Brief → Report every line of the items that contains the string "tree", copying each such line in full; case counts.

********************

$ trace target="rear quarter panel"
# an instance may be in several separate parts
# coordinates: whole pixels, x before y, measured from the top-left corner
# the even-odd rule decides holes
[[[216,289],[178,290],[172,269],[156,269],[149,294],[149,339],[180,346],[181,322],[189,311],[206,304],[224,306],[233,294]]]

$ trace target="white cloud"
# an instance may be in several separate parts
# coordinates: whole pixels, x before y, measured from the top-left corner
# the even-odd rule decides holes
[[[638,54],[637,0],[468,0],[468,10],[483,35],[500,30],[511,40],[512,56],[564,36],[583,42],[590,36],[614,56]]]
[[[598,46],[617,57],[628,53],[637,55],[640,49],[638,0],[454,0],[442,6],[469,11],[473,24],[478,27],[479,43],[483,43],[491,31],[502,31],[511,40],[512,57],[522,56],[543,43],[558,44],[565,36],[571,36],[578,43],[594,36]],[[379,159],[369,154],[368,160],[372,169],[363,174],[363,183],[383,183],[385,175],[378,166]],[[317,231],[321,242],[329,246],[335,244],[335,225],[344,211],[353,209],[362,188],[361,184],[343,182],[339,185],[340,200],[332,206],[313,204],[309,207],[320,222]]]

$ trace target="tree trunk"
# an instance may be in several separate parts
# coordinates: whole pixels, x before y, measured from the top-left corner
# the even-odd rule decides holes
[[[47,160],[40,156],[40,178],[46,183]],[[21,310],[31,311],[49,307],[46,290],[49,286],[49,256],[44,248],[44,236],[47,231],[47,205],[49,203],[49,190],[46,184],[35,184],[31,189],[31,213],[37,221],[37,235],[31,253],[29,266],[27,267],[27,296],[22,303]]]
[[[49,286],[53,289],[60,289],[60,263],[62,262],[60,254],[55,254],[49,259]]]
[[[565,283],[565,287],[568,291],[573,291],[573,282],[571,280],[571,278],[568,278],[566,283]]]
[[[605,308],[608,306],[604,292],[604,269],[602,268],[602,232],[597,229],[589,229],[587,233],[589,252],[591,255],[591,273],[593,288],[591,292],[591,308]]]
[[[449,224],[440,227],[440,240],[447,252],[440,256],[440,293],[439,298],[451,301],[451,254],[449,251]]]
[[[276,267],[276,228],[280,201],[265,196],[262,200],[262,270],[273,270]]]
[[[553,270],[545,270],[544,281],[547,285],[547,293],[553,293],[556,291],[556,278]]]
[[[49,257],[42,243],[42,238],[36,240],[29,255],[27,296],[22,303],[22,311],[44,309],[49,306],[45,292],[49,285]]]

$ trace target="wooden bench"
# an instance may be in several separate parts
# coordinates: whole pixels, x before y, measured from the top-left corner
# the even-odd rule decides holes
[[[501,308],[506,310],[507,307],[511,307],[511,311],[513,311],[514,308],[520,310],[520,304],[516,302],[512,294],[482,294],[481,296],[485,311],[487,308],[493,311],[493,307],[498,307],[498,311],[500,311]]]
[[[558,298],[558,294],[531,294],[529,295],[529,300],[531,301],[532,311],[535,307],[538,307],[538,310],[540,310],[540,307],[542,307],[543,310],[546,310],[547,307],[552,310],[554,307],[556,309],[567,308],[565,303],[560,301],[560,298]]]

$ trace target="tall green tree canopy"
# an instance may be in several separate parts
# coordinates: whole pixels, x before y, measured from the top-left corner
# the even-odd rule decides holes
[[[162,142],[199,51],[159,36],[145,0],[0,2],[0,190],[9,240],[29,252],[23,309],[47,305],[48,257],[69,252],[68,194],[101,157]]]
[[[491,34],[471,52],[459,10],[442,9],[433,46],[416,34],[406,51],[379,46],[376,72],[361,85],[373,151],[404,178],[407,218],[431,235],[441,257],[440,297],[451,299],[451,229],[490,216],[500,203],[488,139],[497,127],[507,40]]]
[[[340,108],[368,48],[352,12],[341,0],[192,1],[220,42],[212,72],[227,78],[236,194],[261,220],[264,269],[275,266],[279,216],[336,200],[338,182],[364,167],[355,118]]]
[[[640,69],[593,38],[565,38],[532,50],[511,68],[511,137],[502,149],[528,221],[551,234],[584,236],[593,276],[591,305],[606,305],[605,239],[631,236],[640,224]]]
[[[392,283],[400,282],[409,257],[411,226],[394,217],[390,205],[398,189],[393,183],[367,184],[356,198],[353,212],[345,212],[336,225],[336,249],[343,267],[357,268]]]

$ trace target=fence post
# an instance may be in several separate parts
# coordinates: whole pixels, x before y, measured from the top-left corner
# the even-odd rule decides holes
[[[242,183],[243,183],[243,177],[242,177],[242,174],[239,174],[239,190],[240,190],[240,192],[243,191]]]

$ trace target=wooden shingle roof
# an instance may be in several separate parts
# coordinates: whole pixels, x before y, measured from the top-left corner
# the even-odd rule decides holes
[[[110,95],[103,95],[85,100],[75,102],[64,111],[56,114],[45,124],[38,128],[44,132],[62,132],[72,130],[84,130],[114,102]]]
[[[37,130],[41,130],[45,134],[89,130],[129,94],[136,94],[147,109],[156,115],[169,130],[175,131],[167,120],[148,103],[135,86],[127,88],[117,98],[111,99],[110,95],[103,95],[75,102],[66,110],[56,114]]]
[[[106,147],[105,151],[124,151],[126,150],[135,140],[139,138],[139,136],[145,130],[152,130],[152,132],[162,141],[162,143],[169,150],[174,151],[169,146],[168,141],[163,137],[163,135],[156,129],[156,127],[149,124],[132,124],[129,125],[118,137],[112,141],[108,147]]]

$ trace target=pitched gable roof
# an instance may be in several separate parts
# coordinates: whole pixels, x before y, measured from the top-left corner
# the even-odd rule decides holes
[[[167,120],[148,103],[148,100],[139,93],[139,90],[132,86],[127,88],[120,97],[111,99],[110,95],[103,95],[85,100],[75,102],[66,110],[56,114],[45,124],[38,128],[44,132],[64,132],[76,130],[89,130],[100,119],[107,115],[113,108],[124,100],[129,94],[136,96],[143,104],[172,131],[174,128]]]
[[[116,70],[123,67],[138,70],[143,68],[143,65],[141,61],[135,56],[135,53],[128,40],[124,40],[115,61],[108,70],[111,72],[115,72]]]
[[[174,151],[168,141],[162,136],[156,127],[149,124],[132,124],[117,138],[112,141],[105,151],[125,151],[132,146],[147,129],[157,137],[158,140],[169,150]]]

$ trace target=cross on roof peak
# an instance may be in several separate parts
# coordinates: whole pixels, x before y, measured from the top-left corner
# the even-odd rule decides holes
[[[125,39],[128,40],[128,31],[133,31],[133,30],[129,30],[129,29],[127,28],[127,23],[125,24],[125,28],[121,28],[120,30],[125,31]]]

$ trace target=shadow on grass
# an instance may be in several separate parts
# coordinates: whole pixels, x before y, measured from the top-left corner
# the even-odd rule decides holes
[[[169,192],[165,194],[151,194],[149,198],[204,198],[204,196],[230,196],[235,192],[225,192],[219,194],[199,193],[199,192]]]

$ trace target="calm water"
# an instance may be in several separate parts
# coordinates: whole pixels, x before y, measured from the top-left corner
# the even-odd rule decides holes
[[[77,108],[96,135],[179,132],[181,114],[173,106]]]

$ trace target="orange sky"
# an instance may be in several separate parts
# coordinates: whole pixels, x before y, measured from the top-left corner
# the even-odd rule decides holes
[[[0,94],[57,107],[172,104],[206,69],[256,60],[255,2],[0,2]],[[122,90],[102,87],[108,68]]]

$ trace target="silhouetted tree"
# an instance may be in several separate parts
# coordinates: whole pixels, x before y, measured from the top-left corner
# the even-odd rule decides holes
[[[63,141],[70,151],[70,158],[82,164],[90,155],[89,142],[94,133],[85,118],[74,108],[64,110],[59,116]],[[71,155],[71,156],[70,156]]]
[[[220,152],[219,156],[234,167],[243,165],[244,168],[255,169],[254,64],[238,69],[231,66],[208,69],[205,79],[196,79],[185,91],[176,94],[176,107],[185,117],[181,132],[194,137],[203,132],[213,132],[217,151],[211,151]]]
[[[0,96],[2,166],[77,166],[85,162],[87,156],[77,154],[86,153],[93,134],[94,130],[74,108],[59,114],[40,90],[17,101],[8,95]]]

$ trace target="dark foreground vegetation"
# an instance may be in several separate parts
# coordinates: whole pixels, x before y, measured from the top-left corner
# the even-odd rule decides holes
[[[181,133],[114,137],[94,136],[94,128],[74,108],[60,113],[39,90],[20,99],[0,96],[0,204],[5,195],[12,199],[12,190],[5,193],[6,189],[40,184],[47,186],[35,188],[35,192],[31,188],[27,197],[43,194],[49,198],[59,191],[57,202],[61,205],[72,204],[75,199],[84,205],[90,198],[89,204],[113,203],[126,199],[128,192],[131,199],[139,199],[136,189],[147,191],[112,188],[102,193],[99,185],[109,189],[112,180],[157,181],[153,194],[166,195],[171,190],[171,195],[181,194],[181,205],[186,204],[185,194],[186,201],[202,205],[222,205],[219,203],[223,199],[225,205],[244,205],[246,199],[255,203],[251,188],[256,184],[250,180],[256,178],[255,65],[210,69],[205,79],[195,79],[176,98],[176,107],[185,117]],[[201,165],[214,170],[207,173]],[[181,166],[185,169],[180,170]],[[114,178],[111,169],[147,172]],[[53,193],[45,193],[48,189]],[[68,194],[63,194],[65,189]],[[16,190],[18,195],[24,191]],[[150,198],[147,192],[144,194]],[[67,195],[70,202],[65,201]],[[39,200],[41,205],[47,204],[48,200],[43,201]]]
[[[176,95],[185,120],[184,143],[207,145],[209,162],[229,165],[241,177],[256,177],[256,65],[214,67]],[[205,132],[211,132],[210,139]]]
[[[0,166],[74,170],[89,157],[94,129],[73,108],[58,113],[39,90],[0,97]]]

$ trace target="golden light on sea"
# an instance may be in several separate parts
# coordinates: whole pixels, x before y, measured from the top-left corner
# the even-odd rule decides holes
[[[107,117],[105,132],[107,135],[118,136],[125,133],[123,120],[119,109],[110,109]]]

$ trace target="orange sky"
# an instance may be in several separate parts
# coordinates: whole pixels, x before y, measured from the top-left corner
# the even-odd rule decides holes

********************

Full response →
$ trace target="tree trunk"
$ trace target="tall green tree canopy"
$ trace target="silhouetted tree"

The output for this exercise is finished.